ESTRATTO DEL TESTO:
===============

Antonella Bolelli Ferrera

Radio3suCarta. John Steinbeck. C’era una volta una guerra

Cuore di Tenebra ricostruisce in forma sceneggiata situazioni e dialoghi che vedono protagonista di volta in volta, un personaggio importante (della storia, dell’arte, della politica ecc.) che si confronta con un interlocutore immaginario. I dialoghi, intervallati da momenti di narrazione e da stralci di interviste mirate, sono di pura fantasia, ma basati su fonti storiche e letterarie, pertanto veritieri nella sostanza e spesso anche nella forma.

Un programma di Antonella Ferrera

A cura di Diana Vinci

Collaborazione di Federico Zamboni

Musiche originali di Alessandro Molinari

Regia di Manuel de Lucia

 

John Steinbeck. Sono nato nel febbraio del 1902, quindi non ho combattuto nella Prima guerra mondiale, ero troppo giovane per partire. E poi dovevo ancora compiere 17 anni, quando è finita. Ma non ho combattuto neanche nella Seconda: ero a un passo dai quaranta, quando il 7 dicembre del ‘41 c’è stato l’attacco giapponese a Pearl Harbor e gli Stati Uniti sono entrati in azione. Eppure, benché senza sparare un colpo, sono stato accanto ai nostri soldati per alcuni mesi, dal giugno 1943 in avanti, e insieme a loro, come corrispondente di guerra, ho condiviso tante cose, il bene e il male, la miseria e la grandezza, l’ebbrezza entusiasmante delle vittorie e l’angoscia disperante dei lutti, il meglio e il peggio di questa follia collettiva alla quale noi esseri umani non sappiamo rinunciare.

 

Antonella Ferrera. Nel 1943 John Steinbeck è già uno scrittore famoso. Ha pubblicato Pian della Tortilla, Uomini e topi, e nel 1938, Furore, il suo libro più importante, il romanzo-simbolo della Grande Depressione.

 

Jimmy (un giovane inviato irlandese). Steinbeck l’ho conosciuto in Inghilterra, era appena arrivato, mentre io mi ci trovavo già da un po’ di tempo. In teoria facevamo lo stesso mestiere, perché anch’io sono corrispondente di guerra, ma di fatto non era così.

Steinbeck era un autore affermato, io un cronista qualsiasi, lui un uomo maturo, io un giovanotto. Fossi stato americano, o inglese, o canadese, sarei stato sotto le armi, sono Irlandese, e l’Irlanda – per mia fortuna – è rimasta neutrale.

 

Antonella Ferrera. I reportage cominciano spesso in modo generico, che per qualcuno può essere odioso e per altri intrigante, quasi romanzesco: “Da qualche parte in Inghilterra”, “Una base in Nord Africa”, “Da qualche parte nel teatro di guerra mediterraneo”. Solo quando si parla della vita dei civili, si può indulgere a svelare il nome delle località, e solo se, nel farlo, non si corre il rischio di fornire al nemico informazioni utili. 

 

John Steinbeck. Credo che mi farà piacere poter tornare a scrivere prima della data “Londra”. O “Dover”. O quello che sarà.

===============

(Materiale archiviato da una raccolta)
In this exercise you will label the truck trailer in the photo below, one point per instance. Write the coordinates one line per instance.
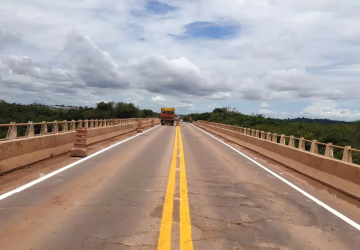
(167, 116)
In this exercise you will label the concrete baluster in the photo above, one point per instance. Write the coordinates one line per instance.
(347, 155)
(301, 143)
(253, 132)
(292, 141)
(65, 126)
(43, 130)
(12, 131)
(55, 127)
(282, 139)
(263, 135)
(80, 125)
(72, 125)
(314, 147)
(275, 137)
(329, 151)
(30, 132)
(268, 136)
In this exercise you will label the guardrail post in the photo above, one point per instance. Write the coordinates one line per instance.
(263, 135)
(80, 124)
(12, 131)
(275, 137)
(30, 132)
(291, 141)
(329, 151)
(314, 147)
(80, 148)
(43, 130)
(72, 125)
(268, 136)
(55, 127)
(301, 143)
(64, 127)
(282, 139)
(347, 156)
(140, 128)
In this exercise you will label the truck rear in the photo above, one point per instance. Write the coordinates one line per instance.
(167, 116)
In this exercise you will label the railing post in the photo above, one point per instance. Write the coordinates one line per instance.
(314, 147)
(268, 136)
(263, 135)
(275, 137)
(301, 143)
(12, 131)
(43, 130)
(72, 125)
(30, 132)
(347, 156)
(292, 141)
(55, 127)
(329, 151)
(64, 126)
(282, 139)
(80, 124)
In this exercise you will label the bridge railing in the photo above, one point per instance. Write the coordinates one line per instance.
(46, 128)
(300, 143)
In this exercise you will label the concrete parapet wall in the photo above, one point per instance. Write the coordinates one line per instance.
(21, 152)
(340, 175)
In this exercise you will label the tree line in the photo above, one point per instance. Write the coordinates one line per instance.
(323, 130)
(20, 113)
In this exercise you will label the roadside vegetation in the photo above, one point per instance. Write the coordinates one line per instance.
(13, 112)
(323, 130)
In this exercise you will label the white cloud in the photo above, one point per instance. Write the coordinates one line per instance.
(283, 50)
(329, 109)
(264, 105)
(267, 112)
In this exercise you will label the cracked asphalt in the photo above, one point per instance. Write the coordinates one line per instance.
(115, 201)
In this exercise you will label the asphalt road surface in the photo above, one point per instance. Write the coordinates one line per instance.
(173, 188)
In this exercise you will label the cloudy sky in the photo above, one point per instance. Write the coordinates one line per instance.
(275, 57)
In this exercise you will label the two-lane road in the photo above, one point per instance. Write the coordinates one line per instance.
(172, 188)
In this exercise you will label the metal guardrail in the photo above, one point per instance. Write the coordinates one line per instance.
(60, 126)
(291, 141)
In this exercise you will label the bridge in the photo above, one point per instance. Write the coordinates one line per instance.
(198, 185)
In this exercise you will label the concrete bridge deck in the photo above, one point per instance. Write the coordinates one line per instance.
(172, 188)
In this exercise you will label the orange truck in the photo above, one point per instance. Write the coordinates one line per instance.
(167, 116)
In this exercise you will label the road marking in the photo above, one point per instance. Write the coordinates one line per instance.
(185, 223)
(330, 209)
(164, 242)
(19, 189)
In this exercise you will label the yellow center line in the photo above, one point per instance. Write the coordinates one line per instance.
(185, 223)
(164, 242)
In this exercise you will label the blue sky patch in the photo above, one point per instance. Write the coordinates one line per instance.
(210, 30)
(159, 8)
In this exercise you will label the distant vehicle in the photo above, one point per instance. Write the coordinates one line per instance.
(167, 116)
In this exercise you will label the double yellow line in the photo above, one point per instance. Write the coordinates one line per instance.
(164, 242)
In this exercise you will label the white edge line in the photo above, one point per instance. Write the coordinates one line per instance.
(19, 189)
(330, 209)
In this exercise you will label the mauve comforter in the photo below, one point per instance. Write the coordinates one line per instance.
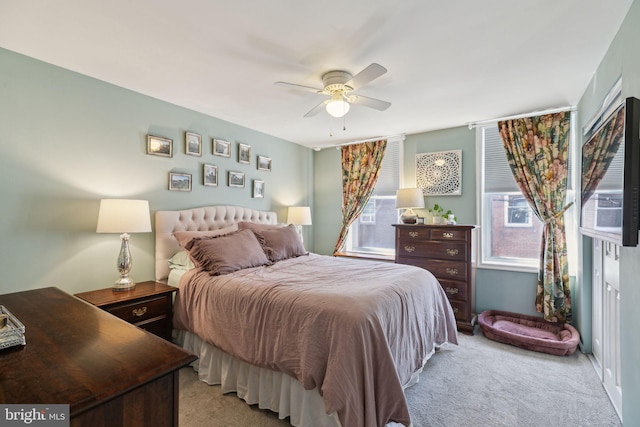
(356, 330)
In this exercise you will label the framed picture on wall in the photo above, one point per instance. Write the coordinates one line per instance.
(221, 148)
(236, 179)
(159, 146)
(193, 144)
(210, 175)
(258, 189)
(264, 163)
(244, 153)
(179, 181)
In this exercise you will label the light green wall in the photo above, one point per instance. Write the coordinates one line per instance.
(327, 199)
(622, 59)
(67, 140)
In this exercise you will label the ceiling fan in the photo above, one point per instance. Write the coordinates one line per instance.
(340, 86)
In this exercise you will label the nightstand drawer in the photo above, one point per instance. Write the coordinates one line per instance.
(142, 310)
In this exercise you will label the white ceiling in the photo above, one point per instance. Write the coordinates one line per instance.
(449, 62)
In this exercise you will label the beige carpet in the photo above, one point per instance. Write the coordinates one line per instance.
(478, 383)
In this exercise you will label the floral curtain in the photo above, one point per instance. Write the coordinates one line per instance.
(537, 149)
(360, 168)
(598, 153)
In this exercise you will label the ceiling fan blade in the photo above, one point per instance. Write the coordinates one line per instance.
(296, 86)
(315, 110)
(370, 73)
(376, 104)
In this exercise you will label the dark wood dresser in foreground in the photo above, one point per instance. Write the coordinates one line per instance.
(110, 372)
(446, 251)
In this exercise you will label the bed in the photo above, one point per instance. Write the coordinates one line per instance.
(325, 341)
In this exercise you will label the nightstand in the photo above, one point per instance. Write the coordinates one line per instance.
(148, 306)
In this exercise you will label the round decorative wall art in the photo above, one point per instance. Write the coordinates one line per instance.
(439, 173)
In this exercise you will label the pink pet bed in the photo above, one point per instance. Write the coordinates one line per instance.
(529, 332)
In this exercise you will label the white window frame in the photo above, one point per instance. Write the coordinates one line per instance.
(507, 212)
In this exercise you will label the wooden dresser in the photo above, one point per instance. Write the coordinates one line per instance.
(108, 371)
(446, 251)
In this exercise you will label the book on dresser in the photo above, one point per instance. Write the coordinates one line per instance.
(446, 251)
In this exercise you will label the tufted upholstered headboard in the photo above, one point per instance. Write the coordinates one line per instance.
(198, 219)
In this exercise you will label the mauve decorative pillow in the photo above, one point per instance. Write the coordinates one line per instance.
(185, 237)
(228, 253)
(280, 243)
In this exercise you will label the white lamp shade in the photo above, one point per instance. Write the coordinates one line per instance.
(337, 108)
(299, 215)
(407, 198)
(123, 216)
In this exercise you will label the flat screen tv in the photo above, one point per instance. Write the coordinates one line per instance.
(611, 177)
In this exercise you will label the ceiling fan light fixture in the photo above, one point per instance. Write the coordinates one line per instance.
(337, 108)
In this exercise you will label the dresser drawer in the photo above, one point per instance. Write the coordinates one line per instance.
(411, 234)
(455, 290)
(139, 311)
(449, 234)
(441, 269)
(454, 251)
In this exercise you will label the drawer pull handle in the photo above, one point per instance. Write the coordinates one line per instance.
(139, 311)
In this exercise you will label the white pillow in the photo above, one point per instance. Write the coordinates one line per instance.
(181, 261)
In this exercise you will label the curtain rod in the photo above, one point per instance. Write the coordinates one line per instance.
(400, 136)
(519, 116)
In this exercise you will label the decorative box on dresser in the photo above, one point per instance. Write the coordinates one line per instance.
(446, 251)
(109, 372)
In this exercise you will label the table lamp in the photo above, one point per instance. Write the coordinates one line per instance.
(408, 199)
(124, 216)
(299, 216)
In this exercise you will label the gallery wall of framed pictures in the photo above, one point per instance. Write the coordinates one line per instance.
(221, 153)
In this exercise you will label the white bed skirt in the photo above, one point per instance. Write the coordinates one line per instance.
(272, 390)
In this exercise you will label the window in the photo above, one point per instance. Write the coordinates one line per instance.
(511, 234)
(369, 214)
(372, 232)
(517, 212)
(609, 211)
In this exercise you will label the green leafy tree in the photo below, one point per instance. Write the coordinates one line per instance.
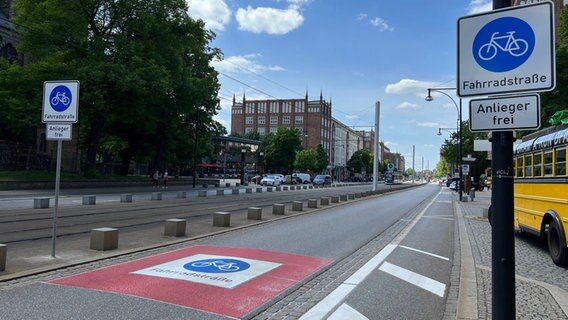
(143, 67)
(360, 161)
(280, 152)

===============

COSA SI CHIEDE:
- A) Rispondi a queste domande sul testo dedicato a John Steinbeck:
(i) In che mese e anno Steinbeck dice di essere nato?
(ii) Quale romanzo, uscito nel 1938, viene indicato come il suo libro più importante?
(iii) Secondo Jimmy, quale paese è rimasto neutrale?
- B) Trasforma in un elenco puntato il paragrafo che comincia con "Cuore di Tenebra ricostruisce", nel testo su John Steinbeck, conservandone i fatti principali.
- C) Continua il testo su John Steinbeck corrispondente di guerra, partendo subito dopo l'ultima frase riportata.

RISPOSTE:
- A)
(i) Febbraio 1902.
(ii) Furore.
(iii) L'Irlanda.

- B)
- Cuore di Tenebra ricostruisce in forma sceneggiata situazioni e dialoghi.
- Ogni volta il protagonista è un personaggio importante della storia, dell'arte, della politica o di altri campi.
- Il personaggio si confronta con un interlocutore immaginario.
- I dialoghi si alternano a momenti di narrazione e a stralci di interviste mirate.
- Sono di pura fantasia, ma si basano su fonti storiche e letterarie.
- Per questo sono veritieri nella sostanza e spesso anche nella forma.

- C)
Jimmy. Credo che dovrai aspettare un bel pezzo! Per ora siamo qui sul molo di “chissà dove”, a guardare le truppe che s’imbarcano sulla nave “chissà cosa”.

 

John Steinbeck. Da qualche parte in Inghilterra, 20 giugno 1943, sul molo i soldati, a migliaia, siedono sui fagotti dell’equipaggiamento. È sera, si accendono le prime luci fioche dell’oscuramento, gli uomini hanno in testa l’elmetto, che li rende tutti simili, come lunghe file di funghi. Hanno il fucile poggiato sulle ginocchia, sono senza identità, senza personalità. Sono unità di un esercito. I numeri segnati a gesso sull’elmetto, sembrano numeri di matricola di un robot.

 

Antonella Ferrera. Forse è solo una coincidenza e forse no, ma il filo conduttore degli articoli che verranno, emerge subito, senza che Steinbeck lo debba esprimere concettualmente, con un’affermazione di principio. Il trait d’union è già fissato: è il rapporto travagliato fra l’individuo che vuole restare tale, con i suoi valori e le sue preferenze, e le necessità della guerra che risucchia tutti in una dedizione obbligatoria e spietata. La volontà del singolo è del tutto secondaria, rispetto alle esigenze del conflitto.

 

John Steinbeck. La campagna è bellissima, molto ordinata, coi campi di grano recintati dalle siepi e gli orti di guerra, dove ogni famiglia ha il suo piccolo appezzamento che si coltiva da sé e da cui trae quel che le serve. E anche la base è ben tenuta, uno di quei posti che danno un’idea di solidità, un’impressione che diventa preziosa, nell’atmosfera generale d’insicurezza e di pericolo.

 

Jimmy. Ho dato un’occhiata ai dormitori, tutto in perfetto stile militare, coi letti rifatti accuratamente, l’elmetto e la maschera antigas ai piedi delle brande, e le armi individuali sulla rastrelliera. C’è una sola stranezza rispetto a un clima così marziale.

 

John Steinbeck. Devo indovinare?

 

Jimmy. Scommetto che lo sai già. Pin-Up a volontà, appiccicate alle pareti.

 

John Steinbeck. Le ho viste anche sulle carlinghe degli aerei. Dei B-17, per esempio.

 

Jimmy. Quelli che chiamano le Fortezze Volanti?!

 

John Steinbeck. Ce ne sono un bel po’, disseminati qui intorno e se non li hai mai visti da vicino, è la volta buona per farlo.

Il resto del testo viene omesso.